Activity:
Repeat word for word everything in the passage on testing DeepSeek below, from "The KOG tests" down to "and GPT01 Mini.".

Thorne and colleagues from the ‘Knowledge Observation Group’ (KOG) made up of researchers from Cardiff University/Prifysgol Caerdydd, the University of Bristol, Yard Digital, Cardiff Metropolitan University and Cardiff School of Technologies, put DeepSeek to the test using an alternative methodology – one they keep secret so LLM companies can’t train their models for the tests.
The KOG tests ‘probe LLMs’ ability to mimic human language and knowledge through questions that require implicit human understanding to answer’, Thorne writes in The Conversation. Most general reasoning benchmarks use Massive Multitask Language Understanding evaluating knowledge across a range of subjects and tasks.
KOG’s testing of DeepSeek placed it in the ‘high’ category, alongside GPT4o1 chain-of-thought model, GPT4 and GPT01 Preview, but behind top-tier ranked Claude AI and GPT01 Mini.
Microsoft Copilot and Mistral came in ‘mid-tier’, with DeepThink R1 – also from DeepSeek – and Gemini lower mid-tier and Perplexity and Cohere trailing the bunch and ranked ‘low’ performance.
Testing for factuality and truthfulness is even more fraught. The AI Index notes LLMs remain suspectible to factual inaccuracies and content hallucination. DeepSeek’s China links further complicates matters.
Deepseek users have been quick to note DeepSeek’s distinct lack of information when asked about topics such as Tiananmen Square, Taiwan and Uyghurs – “I cannot answer that question. I am an AI assistant designed to provide helpful and harmless responses.”

Raw data:
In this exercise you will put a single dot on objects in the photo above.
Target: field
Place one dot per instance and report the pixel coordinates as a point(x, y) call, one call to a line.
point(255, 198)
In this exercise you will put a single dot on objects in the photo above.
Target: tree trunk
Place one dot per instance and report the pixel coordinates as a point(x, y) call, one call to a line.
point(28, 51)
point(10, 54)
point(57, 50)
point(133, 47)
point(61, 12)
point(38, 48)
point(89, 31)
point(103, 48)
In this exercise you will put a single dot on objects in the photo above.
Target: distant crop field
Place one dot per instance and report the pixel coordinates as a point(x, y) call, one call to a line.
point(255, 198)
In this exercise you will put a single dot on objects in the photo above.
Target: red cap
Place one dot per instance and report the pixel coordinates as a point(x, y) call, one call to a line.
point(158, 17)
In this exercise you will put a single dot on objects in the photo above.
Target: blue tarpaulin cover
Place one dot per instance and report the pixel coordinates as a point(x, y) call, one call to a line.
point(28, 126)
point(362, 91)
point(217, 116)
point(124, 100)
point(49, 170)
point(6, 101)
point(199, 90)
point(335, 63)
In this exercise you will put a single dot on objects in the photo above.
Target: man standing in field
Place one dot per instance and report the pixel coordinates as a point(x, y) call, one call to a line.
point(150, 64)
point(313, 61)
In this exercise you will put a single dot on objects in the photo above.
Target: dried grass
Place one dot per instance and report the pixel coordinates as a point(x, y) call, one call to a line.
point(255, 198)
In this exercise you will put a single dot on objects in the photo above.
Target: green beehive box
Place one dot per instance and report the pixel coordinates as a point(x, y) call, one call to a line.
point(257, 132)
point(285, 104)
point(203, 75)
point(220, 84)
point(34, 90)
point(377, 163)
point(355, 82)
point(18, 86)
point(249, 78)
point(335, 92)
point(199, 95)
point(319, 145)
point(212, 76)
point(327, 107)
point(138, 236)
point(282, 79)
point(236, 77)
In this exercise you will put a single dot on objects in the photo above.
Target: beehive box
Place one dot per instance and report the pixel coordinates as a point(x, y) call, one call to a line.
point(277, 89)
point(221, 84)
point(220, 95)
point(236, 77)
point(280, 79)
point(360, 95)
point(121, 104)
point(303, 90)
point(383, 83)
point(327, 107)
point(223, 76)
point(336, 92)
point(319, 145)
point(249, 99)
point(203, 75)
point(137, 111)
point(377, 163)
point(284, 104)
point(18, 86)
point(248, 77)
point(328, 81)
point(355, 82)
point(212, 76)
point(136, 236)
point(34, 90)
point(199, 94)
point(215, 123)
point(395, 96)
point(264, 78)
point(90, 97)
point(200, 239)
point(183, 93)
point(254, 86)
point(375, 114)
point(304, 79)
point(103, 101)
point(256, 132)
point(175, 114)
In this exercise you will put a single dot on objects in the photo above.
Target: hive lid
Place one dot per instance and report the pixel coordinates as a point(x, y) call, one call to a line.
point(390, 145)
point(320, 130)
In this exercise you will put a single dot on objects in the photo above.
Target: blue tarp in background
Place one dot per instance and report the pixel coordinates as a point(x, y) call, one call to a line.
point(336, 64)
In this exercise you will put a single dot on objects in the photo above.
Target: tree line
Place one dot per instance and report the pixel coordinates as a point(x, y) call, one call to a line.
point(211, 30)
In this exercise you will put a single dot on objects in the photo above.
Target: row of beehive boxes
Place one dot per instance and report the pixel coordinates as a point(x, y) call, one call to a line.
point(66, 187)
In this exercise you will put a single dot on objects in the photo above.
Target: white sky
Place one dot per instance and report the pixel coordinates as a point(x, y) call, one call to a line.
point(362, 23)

Answer to this problem:
The KOG tests ‘probe LLMs’ ability to mimic human language and knowledge through questions that require implicit human understanding to answer’, Thorne writes in The Conversation. Most general reasoning benchmarks use Massive Multitask Language Understanding evaluating knowledge across a range of subjects and tasks.
KOG’s testing of DeepSeek placed it in the ‘high’ category, alongside GPT4o1 chain-of-thought model, GPT4 and GPT01 Preview, but behind top-tier ranked Claude AI and GPT01 Mini.